Nelle ipotesi di fatture che l’Amministrazione finanziarie ritenga relative ad operazioni inesistenti – tra le quali devono essere ricondotte sia le ipotesi di mancanza assoluta dell’operazione fatturata, sia le ipotesi di inesistenza soggettiva, nelle quali venga accertato che uno o entrambi i soggetti del rapporto documentato della fattura sono falsi – non spetta al contribuente provare che l’operazione è effettiva e realmente avvenuta, ma grava sull’Amministrazione finanziaria, che adduce la falsità del documento, provare che l’operazione commerciale, oggetto della fattura, in realtà non è stata mai posta in essere (Cass., sez. 5, 10/06/2011, n. 12802; Cass., sez. 5, 11/09/2013, n. 20786; Cass., sez. 5, 14/01/2015, n. 428).
Come precisato da questa Corte, tale prova è raggiunta se l’Amministrazione fornisce validi elementi, che possono assumere la consistenza di attendibili indizi idonei ad integrare una presunzione semplice, per affermare che alcune fatture sono state emesse per operazioni (anche solo parzialmente) fittizie, ovvero per dimostrare, <<in modo certo e diretto>>, la <<inesattezza degli elementi indicati nella dichiarazione e nei relativi allegati>>, ovvero <<la inesattezza delle indicazioni relative alle operazioni che danno diritto alla detrazione>>. In tal caso passa sul contribuente l’onere di dimostrare l’effettiva esistenza delle operazioni contestate (Cass., sez. 5, 19/10/2007, n. 21953; Cass., sez. 5, 11/06/2008, n. 15395; Cass., sez. 5, 10/06/2011, n. 12802; Cass., sez. 5, 6/06/2012, n. 9108; Cass., sez. 5, 5/12/2014, n. 25775; Cass., sez. 5, 14/01/2015, n. 428; Cass., sez. 5, 15/12/2017, n. 30148).
Conseguentemente, il giudice di merito è tenuto a valutare, singolarmente e complessivamente, gli elementi presuntivi forniti dall’Amministrazione e, qualora ritenga tali elementi dotati dei caratteri della gravità, precisione e concordanza, può procedere alla valutazione della prova contraria offerta dal contribuente, che ne è onerato ai sensi dell’art. 2697 cod. civ.(Cass., sez. 5, 23/04/2010, n. 9784; Cass., sez. 5, 14/01/2015, n. 428; Cass, sez. 5, 5/07/2018, n. 17619; Cass., sez. 5, 19/10/2018, n. 26453).

## CONSEGNA 1:
Riproduci senza modifiche il tratto dei record che va dalla riga contenente "locate the arm." alla riga contenente "[73,0,163,75]", includendo entrambe le righe.
Il testo e i record non hanno la stessa origine.

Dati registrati
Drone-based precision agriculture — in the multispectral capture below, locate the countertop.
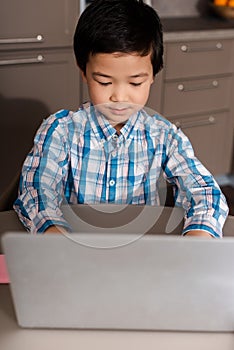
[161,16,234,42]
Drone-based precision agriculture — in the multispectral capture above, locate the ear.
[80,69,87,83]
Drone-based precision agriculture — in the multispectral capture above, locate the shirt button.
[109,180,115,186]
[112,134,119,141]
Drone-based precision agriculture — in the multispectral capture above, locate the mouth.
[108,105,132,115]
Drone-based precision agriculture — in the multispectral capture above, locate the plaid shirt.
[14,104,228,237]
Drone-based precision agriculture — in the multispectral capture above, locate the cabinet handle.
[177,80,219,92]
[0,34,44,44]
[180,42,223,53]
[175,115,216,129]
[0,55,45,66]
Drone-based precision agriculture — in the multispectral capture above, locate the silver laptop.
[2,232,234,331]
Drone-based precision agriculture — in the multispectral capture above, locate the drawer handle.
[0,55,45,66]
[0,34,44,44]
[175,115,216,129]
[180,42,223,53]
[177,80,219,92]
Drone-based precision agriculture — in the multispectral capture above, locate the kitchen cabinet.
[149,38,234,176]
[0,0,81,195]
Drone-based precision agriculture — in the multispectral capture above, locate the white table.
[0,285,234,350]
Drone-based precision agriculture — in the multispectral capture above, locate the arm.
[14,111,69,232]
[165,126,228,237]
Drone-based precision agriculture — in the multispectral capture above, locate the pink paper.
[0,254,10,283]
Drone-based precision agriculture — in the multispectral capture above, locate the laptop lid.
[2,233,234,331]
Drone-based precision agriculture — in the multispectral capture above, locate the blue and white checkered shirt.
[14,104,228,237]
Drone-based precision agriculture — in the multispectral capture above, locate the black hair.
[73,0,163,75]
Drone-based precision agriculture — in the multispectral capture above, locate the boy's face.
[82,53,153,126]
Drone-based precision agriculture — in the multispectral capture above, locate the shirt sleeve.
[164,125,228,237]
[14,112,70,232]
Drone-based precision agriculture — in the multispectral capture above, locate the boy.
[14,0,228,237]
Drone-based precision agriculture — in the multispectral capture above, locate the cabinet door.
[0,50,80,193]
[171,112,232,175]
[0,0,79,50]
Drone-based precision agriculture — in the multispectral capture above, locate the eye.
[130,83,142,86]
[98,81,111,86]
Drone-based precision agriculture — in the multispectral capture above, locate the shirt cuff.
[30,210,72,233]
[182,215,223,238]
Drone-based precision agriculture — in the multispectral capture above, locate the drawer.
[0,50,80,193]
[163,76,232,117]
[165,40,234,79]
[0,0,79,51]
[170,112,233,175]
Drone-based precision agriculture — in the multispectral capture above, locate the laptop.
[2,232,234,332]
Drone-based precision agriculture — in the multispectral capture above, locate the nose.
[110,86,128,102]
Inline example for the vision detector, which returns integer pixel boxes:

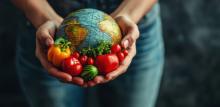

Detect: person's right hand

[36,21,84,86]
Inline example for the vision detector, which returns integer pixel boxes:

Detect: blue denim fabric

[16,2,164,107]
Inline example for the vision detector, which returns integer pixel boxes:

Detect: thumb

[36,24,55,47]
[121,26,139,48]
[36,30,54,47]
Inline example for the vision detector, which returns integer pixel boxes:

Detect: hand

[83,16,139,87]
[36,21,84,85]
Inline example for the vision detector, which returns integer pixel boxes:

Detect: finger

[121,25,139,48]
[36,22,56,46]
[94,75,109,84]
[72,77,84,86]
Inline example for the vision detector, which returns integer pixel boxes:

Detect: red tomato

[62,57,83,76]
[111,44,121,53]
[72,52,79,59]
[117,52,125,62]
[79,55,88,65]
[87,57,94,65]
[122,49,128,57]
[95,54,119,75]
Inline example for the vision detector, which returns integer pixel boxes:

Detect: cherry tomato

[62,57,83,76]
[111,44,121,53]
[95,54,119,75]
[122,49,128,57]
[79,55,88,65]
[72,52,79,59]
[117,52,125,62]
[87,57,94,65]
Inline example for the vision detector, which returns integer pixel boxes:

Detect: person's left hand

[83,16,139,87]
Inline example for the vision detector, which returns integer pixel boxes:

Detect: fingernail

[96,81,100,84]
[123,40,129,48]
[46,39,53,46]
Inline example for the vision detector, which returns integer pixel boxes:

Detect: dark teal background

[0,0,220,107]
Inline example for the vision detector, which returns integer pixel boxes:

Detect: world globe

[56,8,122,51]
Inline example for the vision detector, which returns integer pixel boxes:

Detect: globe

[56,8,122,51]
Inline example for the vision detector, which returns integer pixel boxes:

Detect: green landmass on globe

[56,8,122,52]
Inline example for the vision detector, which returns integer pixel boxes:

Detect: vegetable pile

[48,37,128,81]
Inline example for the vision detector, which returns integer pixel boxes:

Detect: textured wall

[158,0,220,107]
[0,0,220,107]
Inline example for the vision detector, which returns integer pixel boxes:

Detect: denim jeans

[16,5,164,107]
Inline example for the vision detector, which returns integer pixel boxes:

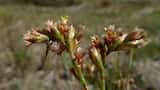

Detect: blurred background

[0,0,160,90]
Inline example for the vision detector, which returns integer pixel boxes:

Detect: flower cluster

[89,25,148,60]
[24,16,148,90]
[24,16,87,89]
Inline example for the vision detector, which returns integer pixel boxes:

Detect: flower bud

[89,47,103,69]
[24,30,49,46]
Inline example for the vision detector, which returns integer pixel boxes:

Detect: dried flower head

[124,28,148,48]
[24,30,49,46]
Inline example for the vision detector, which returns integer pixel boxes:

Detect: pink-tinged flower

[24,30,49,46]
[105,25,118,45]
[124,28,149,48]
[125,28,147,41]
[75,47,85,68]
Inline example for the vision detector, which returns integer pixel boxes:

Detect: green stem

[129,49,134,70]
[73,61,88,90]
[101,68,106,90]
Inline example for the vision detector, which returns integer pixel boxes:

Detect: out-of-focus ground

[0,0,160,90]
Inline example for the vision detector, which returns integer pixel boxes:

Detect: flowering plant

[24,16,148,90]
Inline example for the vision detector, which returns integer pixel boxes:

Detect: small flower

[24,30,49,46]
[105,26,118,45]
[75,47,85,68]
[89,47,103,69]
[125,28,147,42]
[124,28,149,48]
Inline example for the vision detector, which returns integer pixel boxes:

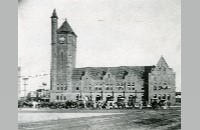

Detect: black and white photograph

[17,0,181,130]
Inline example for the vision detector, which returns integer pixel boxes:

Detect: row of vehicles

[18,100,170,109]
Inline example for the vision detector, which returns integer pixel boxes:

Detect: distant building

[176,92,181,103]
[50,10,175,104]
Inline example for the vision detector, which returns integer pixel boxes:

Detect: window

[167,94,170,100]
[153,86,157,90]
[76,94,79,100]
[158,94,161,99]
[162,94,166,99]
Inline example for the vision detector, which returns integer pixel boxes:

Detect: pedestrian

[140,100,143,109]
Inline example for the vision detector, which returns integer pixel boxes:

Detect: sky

## CONSEGNA 2:
Nel testo sulle fatture per operazioni inesistenti, elenca i numeri di tutte le pronunce della Cassazione citate tra parentesi subito dopo la frase che comincia con "In tal caso passa sul contribuente".

## RISPOSTA COMPLETA 1:
Drone-based precision agriculture — in the multispectral capture above, locate the arm.
[14,111,69,232]
[165,126,228,237]
Drone-based precision agriculture — in the multispectral capture above, locate the pink paper.
[0,254,10,283]
Drone-based precision agriculture — in the multispectral capture above, locate the laptop lid.
[2,233,234,331]
Drone-based precision agriculture — in the multispectral capture above, locate the blue and white checkered shirt.
[14,104,228,237]
Drone-based precision agriculture — in the multispectral capture above, locate the black hair.
[73,0,163,75]

## RISPOSTA COMPLETA 2:
21953, 15395, 12802, 9108, 25775, 428, 30148